▸ Given information:
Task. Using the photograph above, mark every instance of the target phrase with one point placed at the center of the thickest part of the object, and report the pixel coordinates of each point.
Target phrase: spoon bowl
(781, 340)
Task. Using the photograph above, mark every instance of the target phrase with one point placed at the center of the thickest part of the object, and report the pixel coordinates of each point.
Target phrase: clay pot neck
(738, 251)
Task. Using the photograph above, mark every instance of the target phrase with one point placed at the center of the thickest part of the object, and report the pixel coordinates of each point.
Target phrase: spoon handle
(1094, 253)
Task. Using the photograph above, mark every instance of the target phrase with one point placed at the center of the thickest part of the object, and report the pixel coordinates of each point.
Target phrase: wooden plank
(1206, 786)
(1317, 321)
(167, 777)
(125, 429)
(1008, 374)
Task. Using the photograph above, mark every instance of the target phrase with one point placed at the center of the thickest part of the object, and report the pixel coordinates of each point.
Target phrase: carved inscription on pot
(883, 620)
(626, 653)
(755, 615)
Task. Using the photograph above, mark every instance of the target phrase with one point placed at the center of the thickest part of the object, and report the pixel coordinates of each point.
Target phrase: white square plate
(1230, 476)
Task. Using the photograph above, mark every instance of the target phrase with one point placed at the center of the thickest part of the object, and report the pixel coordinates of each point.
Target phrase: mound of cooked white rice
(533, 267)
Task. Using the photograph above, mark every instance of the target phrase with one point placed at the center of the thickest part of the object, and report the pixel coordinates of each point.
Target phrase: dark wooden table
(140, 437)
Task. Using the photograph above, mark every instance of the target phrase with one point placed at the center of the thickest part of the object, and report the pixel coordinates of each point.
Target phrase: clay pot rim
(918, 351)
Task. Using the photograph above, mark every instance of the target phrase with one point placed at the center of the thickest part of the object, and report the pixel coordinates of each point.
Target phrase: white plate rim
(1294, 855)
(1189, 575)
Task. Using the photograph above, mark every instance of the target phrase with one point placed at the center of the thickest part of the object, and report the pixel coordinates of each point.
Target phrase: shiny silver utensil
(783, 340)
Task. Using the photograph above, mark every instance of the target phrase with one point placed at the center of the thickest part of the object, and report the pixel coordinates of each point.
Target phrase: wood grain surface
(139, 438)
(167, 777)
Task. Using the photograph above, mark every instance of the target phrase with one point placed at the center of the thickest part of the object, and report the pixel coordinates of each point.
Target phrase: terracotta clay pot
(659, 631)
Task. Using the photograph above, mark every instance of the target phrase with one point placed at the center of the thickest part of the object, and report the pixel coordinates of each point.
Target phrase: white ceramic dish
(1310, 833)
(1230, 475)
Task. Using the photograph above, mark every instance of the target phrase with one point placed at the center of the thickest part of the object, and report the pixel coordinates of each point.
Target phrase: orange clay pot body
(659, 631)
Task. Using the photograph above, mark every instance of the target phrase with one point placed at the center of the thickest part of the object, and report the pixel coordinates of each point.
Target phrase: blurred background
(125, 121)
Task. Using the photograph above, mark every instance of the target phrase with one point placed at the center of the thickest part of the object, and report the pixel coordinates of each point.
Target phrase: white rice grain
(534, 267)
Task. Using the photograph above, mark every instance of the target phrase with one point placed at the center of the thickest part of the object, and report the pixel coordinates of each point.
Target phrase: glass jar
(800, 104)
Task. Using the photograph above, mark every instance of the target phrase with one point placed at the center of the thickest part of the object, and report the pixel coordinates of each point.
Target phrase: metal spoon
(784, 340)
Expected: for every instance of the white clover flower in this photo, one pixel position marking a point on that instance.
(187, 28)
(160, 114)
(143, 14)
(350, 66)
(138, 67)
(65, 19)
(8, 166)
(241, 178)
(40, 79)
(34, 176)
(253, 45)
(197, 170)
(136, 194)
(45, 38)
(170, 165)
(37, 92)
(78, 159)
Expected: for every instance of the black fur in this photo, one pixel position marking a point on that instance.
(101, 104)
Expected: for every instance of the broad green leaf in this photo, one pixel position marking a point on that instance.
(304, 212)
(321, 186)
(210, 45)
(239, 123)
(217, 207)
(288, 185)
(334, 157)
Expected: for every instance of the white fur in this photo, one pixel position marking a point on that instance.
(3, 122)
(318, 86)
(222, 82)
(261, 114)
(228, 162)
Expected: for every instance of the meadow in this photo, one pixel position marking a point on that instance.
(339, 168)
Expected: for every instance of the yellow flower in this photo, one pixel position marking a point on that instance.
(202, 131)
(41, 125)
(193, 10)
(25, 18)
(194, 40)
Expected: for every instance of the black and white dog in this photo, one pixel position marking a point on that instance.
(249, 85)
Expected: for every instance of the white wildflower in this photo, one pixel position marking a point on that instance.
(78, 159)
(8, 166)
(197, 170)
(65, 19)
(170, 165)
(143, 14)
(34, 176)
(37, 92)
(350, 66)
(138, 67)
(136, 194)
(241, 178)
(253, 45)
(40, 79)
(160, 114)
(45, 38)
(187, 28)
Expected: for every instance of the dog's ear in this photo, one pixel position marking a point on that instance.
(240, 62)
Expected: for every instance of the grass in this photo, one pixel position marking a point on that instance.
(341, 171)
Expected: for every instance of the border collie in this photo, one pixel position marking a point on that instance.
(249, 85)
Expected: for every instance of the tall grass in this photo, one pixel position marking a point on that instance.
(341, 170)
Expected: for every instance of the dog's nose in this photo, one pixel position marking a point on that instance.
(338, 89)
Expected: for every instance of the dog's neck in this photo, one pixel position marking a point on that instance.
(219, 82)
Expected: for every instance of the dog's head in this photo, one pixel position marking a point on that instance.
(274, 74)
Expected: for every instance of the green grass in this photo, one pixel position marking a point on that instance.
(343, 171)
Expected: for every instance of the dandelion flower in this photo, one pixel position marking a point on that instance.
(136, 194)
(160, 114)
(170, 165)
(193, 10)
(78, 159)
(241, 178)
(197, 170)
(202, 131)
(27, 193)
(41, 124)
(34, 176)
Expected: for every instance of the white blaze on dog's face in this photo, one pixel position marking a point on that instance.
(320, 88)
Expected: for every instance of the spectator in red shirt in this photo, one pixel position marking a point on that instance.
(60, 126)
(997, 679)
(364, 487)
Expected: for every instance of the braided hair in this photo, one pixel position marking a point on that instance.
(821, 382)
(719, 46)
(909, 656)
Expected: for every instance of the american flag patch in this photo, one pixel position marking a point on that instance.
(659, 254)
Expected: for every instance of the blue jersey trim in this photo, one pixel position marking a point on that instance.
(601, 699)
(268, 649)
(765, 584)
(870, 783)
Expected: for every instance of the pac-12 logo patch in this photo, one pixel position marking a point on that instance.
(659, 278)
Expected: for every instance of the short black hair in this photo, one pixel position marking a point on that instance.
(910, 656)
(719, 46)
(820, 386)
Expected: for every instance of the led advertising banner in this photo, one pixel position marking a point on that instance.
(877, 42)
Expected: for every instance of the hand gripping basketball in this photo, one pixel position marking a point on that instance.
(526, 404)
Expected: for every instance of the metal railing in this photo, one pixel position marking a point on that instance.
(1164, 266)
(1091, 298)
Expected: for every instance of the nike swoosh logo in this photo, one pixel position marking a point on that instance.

▸ Task directions:
What is needed is an exact restatement of every record above.

▸ Solution to this exercise:
Task. Using the photograph above, mark every instance of the target phrase with one point placed at the center of the thickest part of the object, and report the pixel coordinates of each point.
Target phrase: spoon bowl
(781, 340)
Task. Using the photograph above, mark every instance of the target phrase with one point placed at the center of the thickest part of the object, and report the pixel coordinates of each point.
Target phrase: clay pot neck
(738, 251)
Task. Using the photograph above, mark every instance of the target phrase with one point placed at the center of the thickest part of the object, and report the pixel coordinates of each point.
Target phrase: spoon handle
(1094, 253)
Task. Using the photograph above, mark every instance of the target phrase with one point placed at the center of the thickest part of the object, and report the pixel coordinates of each point.
Target phrase: wooden plank
(1206, 786)
(1317, 321)
(167, 777)
(125, 429)
(1008, 374)
Task. Using the photograph above, mark every instance of the target phrase with one point placed at the center of the thickest part of the object, and report the pixel coordinates of each point.
Target phrase: carved inscription on pot
(883, 620)
(626, 653)
(755, 615)
Task. Using the photograph above, mark every instance of the target phrase with one point placed at the center of the thickest part of the object, and report the pixel coordinates of each point.
Target phrase: white square plate
(1230, 476)
Task. Using the photograph above, mark every instance of the target phrase with one point placed at the center of the thickest part of the object, and report the pixel coordinates of each point.
Target phrase: mound of cooked white rice
(533, 267)
Task. Using the photograph above, mark every instance of the target phrase with one point placed at the center of the thickest part of the object, and report the pixel coordinates of each point.
Target phrase: dark wooden table
(140, 437)
Task. Using the photograph above, mark every instance of the target phrase with one point placed at the center of the thickest part of the object, and report the pixel coordinates of each point.
Target phrase: clay pot rim
(918, 351)
Task. Using the photograph above, mark every instance of the target phrase with one point placed at the center of the thickest part of the object, and report the pixel coordinates of each point.
Target phrase: white plate rim
(1294, 855)
(1189, 575)
Task. Using the photograph above, mark every instance of the target phrase with one point placed at the center of the thickest part of the object, and report the pixel coordinates of each point.
Target phrase: shiny silver utensil
(783, 340)
Task. Using the photograph above, mark every instance of the target phrase with one point placed at the center of the thickest part of the object, and report the pixel coordinates of each point.
Target phrase: wood grain surface
(139, 438)
(167, 777)
Task. Using the photograph above, mark every instance of the target phrase with one point placed at the center of the thickest part of the object, and report the pixel coordinates of each point.
Target phrase: terracotta clay pot
(659, 631)
Task. Using the photograph above, mark every instance of the target phrase with one point placed at the center of the thickest part of the object, and report the pixel coordinates of each point.
Target phrase: white ceramic dish
(1310, 833)
(1230, 475)
Task. Using the photograph above, mark every instance of the target phrase with one point placed at the center of the thickest part of the object, and report the pixel coordinates of each point.
Target phrase: orange clay pot body
(659, 631)
Task. Using the photograph above, mark every instance of the target phrase with one point placed at the center of the thickest part of the object, and report the pixel coordinates of each point.
Target phrase: blurred background
(125, 121)
Task. Using the photograph above, mark every instance of the target phrase with one point placed at the center of the thickest part of the object, and report the pixel coordinates of each point.
Target phrase: white rice grain
(534, 267)
Task. Using the photograph above, mark every instance of the target phrase with one point placed at the center of the thickest part of the object, and report the pixel coordinates of each point.
Target phrase: glass jar
(800, 104)
Task. Using the photograph above, mark every instance of the target phrase with one point placed at the center of the thickest part of the object, and report the pixel coordinates of each point.
Target phrase: metal spoon
(784, 340)
Expected: for every instance of the white clover flower in this photo, one pixel position marking a point on that instance.
(187, 28)
(160, 114)
(143, 14)
(350, 66)
(138, 67)
(65, 19)
(8, 166)
(241, 178)
(40, 79)
(34, 176)
(253, 45)
(197, 170)
(136, 194)
(45, 38)
(170, 165)
(37, 92)
(78, 159)
Expected: for every instance of the black fur in this photo, one pixel position marking a point on that instance.
(101, 104)
Expected: for every instance of the broad green leaf in this photo, one pixel position marking a point on that instance.
(304, 212)
(321, 186)
(210, 45)
(239, 123)
(217, 207)
(288, 185)
(334, 157)
Expected: for every instance of the white fur in this photo, one pixel position marking a point on that instance.
(3, 122)
(318, 86)
(222, 82)
(261, 114)
(228, 162)
Expected: for every instance of the meadow in this photo, one pixel position marking a point on that instance.
(339, 168)
Expected: for every instance of the yellow flower in this photo, one pixel position marking a point on that instance.
(202, 131)
(41, 125)
(193, 10)
(25, 18)
(194, 40)
Expected: for every instance of the black and white dog in this photo, one pixel position marking a point on that instance.
(249, 85)
Expected: for every instance of the white wildflower in this photo, one pixel position marking a point on that instance.
(78, 159)
(8, 166)
(197, 170)
(65, 19)
(170, 165)
(143, 14)
(34, 176)
(37, 92)
(350, 66)
(138, 67)
(136, 194)
(241, 178)
(253, 45)
(40, 79)
(160, 114)
(45, 38)
(187, 28)
Expected: for every instance of the dog's ear in this photo, one pixel position marking a point on that instance.
(240, 62)
Expected: for every instance of the grass in this photo, one pixel position marking a point on that instance.
(341, 171)
Expected: for every instance of the border collie in this photo, one pixel position marking a point on that instance.
(249, 85)
Expected: for every instance of the tall grass in this photo, one pixel position marking a point on that instance.
(341, 170)
Expected: for every instance of the dog's nose in this photo, one pixel position marking a point on that instance.
(338, 89)
Expected: for every instance of the dog's neck in this photo, one pixel position marking a point on that instance.
(219, 82)
Expected: for every instance of the dog's head in this photo, one pixel position marking a point on that instance.
(274, 74)
Expected: for every instance of the green grass in this photo, one pixel position marking a point on that instance.
(343, 171)
Expected: for every instance of the dandelion flower in this photo, one pixel position marking a point on that instance.
(136, 194)
(160, 114)
(170, 165)
(193, 10)
(78, 159)
(241, 178)
(197, 170)
(202, 131)
(27, 193)
(41, 124)
(34, 176)
Expected: for every instance of the white blaze on dog's face in this photo, one pixel position marking a point on that instance.
(320, 88)
Expected: for every instance of the spectator in red shirt in this photo, one pixel position marking a point on that instance.
(60, 126)
(997, 679)
(364, 487)
Expected: for every instance of the braided hair in this photo, one pixel position marking a point on that instance.
(821, 382)
(719, 46)
(909, 656)
Expected: for every instance of the american flag patch in this photo, one pixel position marking a point on that instance.
(659, 254)
Expected: for every instance of the blue jersey trim in this photo, one pixel position marking a point on that instance.
(601, 699)
(268, 649)
(765, 584)
(870, 783)
Expected: for every instance of the pac-12 logo patch in this photo, one pixel position marking a point on that instance.
(659, 278)
Expected: for every instance of the short black hair in this photo, one pixel position marking a point on that instance.
(910, 656)
(719, 46)
(820, 386)
Expected: for every instance of the led advertising banner in this photo, one pixel position marking a point on that instance.
(877, 42)
Expected: for every instance of the hand gripping basketball in this photo, one pixel position marking a point on that instance.
(526, 404)
Expected: for every instance of the metal railing in this photo, one pixel position marking a point on that instance.
(1164, 266)
(1091, 298)
Expected: for every instance of the nike swoosh logo in this photo, one pixel position marking a point on that instance.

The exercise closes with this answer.